# [WHAT TO WORK ON]
Write out every line of the records below word for word, keeping their order.

[Position annotation records]
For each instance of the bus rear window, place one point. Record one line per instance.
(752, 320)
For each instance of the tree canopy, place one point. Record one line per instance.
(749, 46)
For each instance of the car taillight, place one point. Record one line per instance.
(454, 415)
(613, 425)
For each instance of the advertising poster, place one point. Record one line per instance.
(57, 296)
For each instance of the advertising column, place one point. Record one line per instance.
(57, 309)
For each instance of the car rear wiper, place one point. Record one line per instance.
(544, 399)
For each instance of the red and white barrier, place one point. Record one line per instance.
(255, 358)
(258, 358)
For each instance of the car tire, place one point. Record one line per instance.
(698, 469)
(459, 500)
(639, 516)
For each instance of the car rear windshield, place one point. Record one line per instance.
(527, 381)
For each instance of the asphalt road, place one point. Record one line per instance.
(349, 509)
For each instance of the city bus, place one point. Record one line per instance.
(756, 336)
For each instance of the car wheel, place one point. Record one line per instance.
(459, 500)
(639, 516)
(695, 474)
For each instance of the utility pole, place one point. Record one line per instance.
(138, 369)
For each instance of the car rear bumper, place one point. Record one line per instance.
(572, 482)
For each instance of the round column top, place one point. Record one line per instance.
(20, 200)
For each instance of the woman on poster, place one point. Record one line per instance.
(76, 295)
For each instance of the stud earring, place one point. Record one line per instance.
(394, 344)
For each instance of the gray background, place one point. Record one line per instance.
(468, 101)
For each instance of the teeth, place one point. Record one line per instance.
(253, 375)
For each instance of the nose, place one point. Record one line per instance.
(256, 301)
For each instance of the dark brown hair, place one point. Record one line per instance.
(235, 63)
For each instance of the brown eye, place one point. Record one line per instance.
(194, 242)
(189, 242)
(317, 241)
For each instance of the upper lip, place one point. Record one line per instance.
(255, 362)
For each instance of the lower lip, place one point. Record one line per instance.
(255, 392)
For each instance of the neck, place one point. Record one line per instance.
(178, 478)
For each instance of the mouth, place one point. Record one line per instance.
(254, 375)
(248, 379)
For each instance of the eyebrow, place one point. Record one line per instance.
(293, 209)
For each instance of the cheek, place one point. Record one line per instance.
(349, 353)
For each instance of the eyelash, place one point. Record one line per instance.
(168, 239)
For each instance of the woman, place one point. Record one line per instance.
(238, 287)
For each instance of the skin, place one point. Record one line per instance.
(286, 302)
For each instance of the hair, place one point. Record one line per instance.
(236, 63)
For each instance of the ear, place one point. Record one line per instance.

# [CORRECT ANSWER]
For each instance of the bus rear window, place one point. Record one line per instance.
(752, 320)
For each instance of the tree canopy, place one point. Record one line per instance.
(749, 46)
For each instance of the car taillight, place one point. Record one line per instance.
(454, 415)
(613, 425)
For each instance of the advertising poster, place one point. Record one line per instance.
(57, 296)
For each instance of the advertising column, place one point. Record one line per instance.
(57, 309)
For each instance of the car rear wiper, place one point. Record one line per instance.
(544, 399)
For each instance of the red and white barrier, place one point. Record one line per instance.
(255, 358)
(258, 358)
For each instance of the car tire, place one point. Record one line per instance.
(698, 469)
(459, 500)
(639, 516)
For each instance of the car rear windshield, place one point. Record one line per instance.
(527, 381)
For each instance of the asphalt road, place one point. Record one line per instance.
(349, 509)
For each instance of the city bus, place one point. Record one line per instance.
(756, 336)
For each instance of the car wheel, place one point. Record one line per instance.
(459, 500)
(639, 516)
(695, 474)
For each instance of the utility pole, place one point. Record one line per instance.
(138, 369)
For each instance of the car rear bumper, place one point. Record one line per instance.
(572, 482)
For each instance of the round column top, place one point. Record one line per instance.
(20, 200)
For each instance of the woman on poster, place one point. Record one line per instance.
(76, 295)
For each instance of the stud earring, place one point. Record one line per instance.
(394, 344)
For each instance of the gray background, place one point. Record one line per instance.
(468, 101)
For each instance of the teeth, place one point. Record one line per instance.
(253, 375)
For each instance of the nose, place one point. Record one line per instance.
(256, 301)
For each instance of the dark brown hair, place one point. Record one line per instance.
(235, 63)
For each instance of the brown eye, place one point. Record one line per instance.
(194, 242)
(189, 242)
(317, 241)
For each instance of the upper lip, place one point. Record one line per instance.
(255, 362)
For each instance of the lower lip, place one point. Record one line per instance.
(255, 392)
For each instance of the neck, place one point. Record one line per instance.
(178, 478)
For each instance of the mouth, place one point. Record one line per instance.
(254, 375)
(248, 379)
For each instance of the eyebrow, place one point. Record one line per instance.
(293, 209)
For each instance of the cheek, place one point. Record one line per instance.
(349, 353)
For each instance of the eyelash, place one point. Record one line per instance.
(168, 239)
For each instance of the woman, place one point. Record one line per instance.
(238, 287)
For each instance of the skin, place one point. Record one line per instance.
(286, 302)
For each instance of the hair, place one point. Record one line per instance.
(236, 63)
For each instance of the ear, place one point. Record one line per instance.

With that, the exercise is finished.